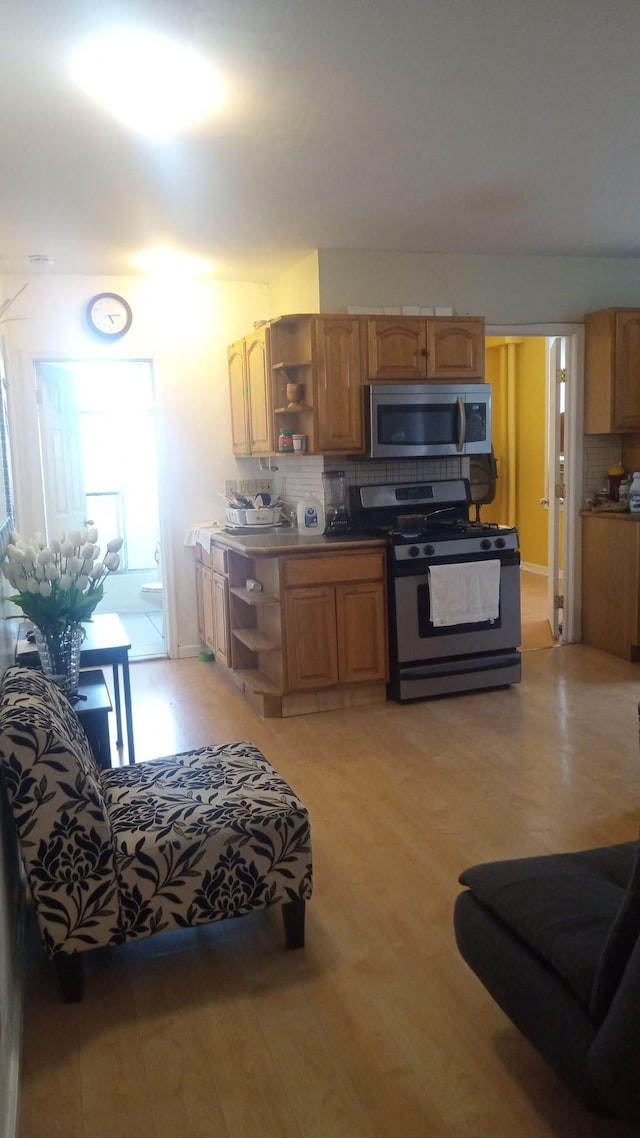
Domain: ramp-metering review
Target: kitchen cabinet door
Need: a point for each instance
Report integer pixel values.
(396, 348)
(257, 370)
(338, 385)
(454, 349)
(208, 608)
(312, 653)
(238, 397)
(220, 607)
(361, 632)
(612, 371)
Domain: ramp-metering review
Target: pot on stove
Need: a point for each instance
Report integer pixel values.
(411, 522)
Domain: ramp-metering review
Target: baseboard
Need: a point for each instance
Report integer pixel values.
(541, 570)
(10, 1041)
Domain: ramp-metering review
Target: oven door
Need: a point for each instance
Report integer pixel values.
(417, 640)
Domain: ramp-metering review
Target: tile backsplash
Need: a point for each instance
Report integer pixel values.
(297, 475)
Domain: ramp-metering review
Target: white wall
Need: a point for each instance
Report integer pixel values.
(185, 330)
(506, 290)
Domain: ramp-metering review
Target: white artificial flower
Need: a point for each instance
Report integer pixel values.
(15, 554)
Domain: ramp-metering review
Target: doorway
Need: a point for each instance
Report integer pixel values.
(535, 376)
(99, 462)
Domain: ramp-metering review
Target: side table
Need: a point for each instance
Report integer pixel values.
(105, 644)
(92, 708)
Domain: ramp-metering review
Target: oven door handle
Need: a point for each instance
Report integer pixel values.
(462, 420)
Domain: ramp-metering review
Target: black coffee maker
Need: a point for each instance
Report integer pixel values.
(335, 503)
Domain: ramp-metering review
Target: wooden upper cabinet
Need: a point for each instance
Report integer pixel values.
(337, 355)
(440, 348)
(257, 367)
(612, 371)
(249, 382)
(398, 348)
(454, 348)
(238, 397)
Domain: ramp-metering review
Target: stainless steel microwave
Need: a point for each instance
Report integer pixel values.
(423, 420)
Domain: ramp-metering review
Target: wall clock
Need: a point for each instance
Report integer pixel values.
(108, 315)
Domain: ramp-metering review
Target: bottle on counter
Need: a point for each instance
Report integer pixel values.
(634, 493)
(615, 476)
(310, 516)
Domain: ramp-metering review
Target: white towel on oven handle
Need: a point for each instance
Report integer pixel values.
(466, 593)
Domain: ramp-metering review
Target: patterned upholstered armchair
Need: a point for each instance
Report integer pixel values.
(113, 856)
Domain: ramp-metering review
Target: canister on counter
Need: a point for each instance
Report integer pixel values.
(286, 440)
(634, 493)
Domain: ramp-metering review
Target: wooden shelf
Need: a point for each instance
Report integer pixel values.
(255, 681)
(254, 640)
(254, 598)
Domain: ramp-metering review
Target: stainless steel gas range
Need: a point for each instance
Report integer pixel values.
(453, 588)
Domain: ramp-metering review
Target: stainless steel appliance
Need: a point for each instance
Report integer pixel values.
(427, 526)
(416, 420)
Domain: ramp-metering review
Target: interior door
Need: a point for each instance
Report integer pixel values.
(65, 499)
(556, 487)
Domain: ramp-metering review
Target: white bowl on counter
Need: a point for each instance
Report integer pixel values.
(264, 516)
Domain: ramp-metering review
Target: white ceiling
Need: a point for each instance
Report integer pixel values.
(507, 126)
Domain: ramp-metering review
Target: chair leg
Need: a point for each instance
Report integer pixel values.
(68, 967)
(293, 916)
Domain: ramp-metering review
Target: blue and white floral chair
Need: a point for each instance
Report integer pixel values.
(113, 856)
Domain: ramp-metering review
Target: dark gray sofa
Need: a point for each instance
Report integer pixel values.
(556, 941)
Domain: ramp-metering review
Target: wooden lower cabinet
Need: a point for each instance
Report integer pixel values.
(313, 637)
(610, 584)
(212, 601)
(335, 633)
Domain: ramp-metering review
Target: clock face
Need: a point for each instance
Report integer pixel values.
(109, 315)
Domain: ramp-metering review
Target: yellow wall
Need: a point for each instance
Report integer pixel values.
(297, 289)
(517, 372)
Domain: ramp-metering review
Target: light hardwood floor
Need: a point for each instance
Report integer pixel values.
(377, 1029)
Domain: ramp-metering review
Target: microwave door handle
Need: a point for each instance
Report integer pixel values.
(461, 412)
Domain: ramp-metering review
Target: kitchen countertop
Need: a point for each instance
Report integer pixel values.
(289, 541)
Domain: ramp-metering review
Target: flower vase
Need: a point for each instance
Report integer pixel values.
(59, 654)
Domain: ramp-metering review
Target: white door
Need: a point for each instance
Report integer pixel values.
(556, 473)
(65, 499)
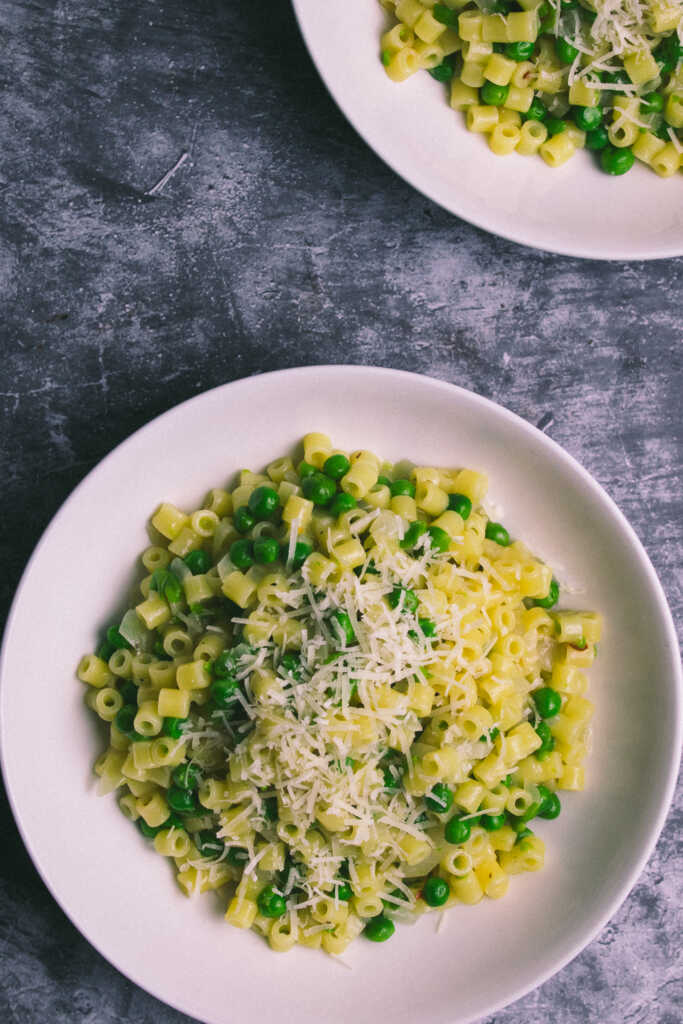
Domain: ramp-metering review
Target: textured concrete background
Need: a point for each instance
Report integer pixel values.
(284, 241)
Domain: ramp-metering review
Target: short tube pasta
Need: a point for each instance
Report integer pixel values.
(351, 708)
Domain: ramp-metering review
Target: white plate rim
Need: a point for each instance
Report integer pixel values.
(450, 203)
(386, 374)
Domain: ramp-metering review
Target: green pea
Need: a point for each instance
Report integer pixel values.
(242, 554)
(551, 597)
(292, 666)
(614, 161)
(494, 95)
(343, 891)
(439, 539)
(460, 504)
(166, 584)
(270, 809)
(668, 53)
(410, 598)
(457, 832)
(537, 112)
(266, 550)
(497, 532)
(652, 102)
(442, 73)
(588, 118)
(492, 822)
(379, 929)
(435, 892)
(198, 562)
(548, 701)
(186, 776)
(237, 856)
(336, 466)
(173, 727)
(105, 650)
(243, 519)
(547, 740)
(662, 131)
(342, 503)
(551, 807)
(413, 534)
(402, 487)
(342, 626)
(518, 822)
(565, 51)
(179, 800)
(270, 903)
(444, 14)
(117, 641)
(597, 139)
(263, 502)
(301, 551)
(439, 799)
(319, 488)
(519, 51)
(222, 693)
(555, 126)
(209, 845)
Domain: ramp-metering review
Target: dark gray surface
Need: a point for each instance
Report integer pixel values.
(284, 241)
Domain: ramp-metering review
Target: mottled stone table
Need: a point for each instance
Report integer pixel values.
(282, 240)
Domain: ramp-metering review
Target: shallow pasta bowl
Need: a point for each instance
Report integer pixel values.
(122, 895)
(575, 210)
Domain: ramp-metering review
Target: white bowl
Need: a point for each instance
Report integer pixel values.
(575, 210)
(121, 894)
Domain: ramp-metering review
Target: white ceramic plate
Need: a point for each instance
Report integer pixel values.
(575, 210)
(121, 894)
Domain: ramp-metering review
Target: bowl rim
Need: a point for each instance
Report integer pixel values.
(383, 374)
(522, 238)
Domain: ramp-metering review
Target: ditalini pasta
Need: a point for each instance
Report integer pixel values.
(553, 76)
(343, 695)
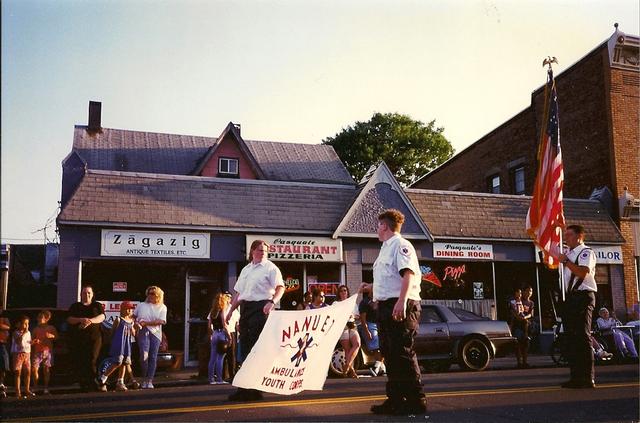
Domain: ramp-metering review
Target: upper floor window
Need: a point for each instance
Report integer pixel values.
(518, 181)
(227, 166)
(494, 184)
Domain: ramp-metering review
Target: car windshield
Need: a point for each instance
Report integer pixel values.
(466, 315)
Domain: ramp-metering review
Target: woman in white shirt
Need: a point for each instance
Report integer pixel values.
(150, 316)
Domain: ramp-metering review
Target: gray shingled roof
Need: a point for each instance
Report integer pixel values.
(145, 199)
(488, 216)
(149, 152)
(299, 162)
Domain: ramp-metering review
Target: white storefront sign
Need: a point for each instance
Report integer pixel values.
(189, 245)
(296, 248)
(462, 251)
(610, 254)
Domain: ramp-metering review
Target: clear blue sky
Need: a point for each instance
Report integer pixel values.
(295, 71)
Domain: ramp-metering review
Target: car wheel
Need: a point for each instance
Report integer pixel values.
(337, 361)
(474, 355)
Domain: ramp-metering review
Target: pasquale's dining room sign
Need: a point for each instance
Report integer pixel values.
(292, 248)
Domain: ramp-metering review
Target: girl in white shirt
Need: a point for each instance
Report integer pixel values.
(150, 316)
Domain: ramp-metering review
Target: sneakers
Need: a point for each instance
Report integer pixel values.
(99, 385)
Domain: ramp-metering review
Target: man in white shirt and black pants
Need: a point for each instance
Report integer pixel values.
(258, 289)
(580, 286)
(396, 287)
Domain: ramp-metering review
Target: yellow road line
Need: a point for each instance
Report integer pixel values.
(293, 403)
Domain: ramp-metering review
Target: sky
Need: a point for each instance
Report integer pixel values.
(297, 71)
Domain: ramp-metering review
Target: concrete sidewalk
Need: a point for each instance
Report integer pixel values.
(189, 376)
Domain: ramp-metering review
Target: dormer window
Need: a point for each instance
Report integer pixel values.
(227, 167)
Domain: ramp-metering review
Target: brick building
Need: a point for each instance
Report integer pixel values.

....

What to produce> Extract every line above that contains the string "upper". Matching is case-sensitive.

Exercise answer>
Target: wooden upper cabinet
Target: upper floor window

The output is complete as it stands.